**Work instruction**. Please continue the article on Paul Robeson and the Jewish Anti-Fascist Committee, picking up after its last sentence.

**Text passage**.
_ _ _

Paul Robeson Defended Jewish Anti-Fascists From Stalinism

In 1949, Paul Robeson performed the “Song of the Jewish Partisans” in Moscow, in the Yiddish original. At a time of rising Stalinist antisemitism, Robeson’s act of solidarity made clear his stand against any form of racism.

Paul Robeson listens to a speech during the Peace Partisans World Congress in Moscow on April 20, 1949.

Paul Robeson listens to a speech during the Peace Partisans World Congress in Moscow on April 20, 1949. (AFP via Getty Images)


In 1949, the African American singer Paul Robeson, known for his anti-racist stand, performed the “Song of the Jewish Partisans” (“Zog nit keyn mol”) in its original version, in Yiddish, at a concert in Moscow. It was an expression of support for his friends in the Jewish Anti-Fascist Committee, at the time being repressed in the antisemitic Stalinist “campaign against cosmopolitanism.”

_ _ _

**Raw data**.

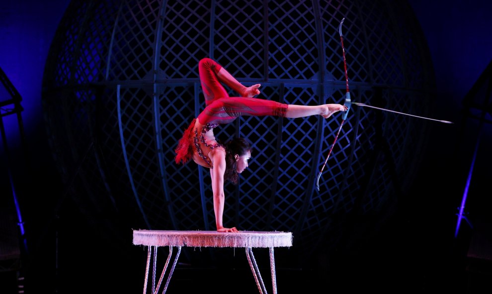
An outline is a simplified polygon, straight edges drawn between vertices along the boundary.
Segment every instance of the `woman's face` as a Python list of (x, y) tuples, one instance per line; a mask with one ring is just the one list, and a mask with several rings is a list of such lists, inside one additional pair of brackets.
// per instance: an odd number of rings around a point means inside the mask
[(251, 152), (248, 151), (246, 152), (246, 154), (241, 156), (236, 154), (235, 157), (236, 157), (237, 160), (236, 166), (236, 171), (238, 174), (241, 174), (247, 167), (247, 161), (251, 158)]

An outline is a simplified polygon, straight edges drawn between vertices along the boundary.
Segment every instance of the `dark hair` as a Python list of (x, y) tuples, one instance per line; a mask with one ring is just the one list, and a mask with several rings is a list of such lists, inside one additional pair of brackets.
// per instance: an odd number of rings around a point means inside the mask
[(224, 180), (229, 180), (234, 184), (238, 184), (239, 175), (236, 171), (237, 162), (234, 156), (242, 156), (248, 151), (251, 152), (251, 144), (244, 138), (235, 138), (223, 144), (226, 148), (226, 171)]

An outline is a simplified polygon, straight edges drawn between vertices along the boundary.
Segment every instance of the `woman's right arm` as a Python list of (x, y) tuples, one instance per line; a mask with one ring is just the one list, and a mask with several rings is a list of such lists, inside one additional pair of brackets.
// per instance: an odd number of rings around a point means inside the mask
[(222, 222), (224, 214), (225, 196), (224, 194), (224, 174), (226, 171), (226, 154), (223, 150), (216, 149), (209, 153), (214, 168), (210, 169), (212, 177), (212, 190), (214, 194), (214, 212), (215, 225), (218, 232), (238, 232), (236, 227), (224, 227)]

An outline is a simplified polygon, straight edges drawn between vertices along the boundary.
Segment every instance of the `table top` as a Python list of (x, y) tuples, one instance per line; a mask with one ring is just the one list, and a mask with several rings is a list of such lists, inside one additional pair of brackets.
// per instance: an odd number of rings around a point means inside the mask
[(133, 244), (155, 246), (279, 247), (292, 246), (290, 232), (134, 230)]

_ _ _

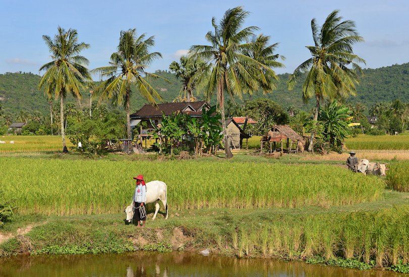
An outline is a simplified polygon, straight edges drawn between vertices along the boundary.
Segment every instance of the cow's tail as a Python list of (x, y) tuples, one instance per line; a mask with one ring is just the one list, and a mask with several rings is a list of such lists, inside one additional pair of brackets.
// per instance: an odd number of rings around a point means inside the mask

_ _ _

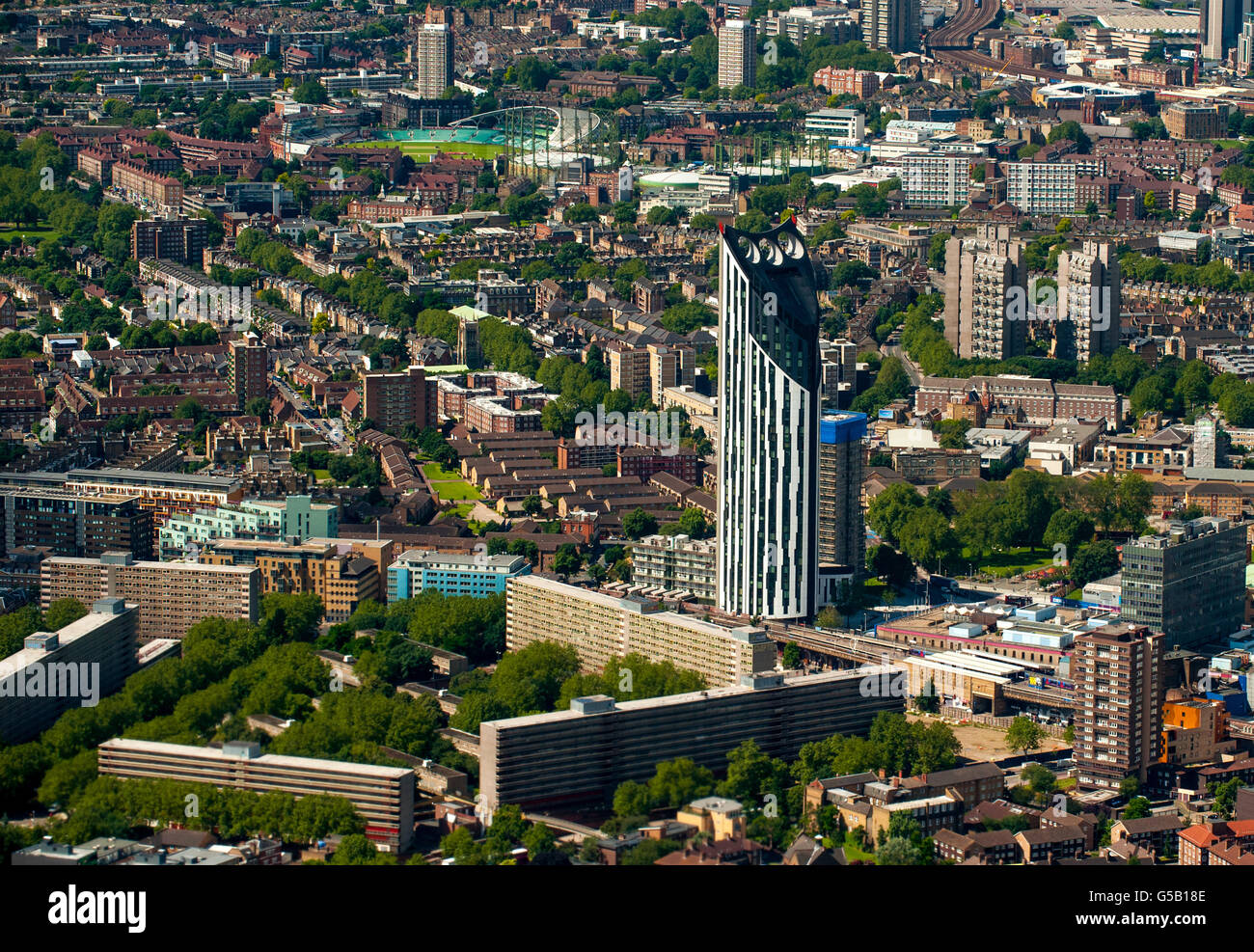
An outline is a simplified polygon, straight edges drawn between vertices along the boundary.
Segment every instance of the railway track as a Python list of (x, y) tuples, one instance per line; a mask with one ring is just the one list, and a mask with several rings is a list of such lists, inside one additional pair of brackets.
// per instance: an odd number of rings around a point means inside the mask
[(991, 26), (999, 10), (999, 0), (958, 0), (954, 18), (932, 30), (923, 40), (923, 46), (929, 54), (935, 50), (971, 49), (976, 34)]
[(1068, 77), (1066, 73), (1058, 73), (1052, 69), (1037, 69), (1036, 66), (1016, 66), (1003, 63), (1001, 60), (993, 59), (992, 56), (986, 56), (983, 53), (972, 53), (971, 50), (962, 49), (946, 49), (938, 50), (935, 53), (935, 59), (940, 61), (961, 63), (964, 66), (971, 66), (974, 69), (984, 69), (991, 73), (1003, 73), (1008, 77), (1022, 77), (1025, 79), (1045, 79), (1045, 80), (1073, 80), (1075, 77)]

_ _ _

**Response box**.
Fifty years after the singer’s death, the artist and activist Alexey Markin revisited this story in an exhibition in Hamburg called Entangled Voices. He also invited the Russian protest ensemble Arkadiy Kots to participate, which recorded a new version of the “Song of the Jewish Partisans” in seven languages, including Arabic and Ukrainian. In this conversation between those involved, the participants discussed the historical importance of the project and its meaning for today.


Alexey Markin

Paul Robeson is one of the most legendary figures of the black civil rights movement in the Soviet context, alongside W. E. B. Du Bois and Angela Davis. In the USSR, he was an extremely popular singer, known and loved by generations. Robeson first came to the Soviet Union in 1934 at the invitation of Sergei Eisenstein, and after that he visited the country six more times; his last visit took place in 1961, when he came for medical treatment — precisely during the period of Yuri Gagarin’s flight into space.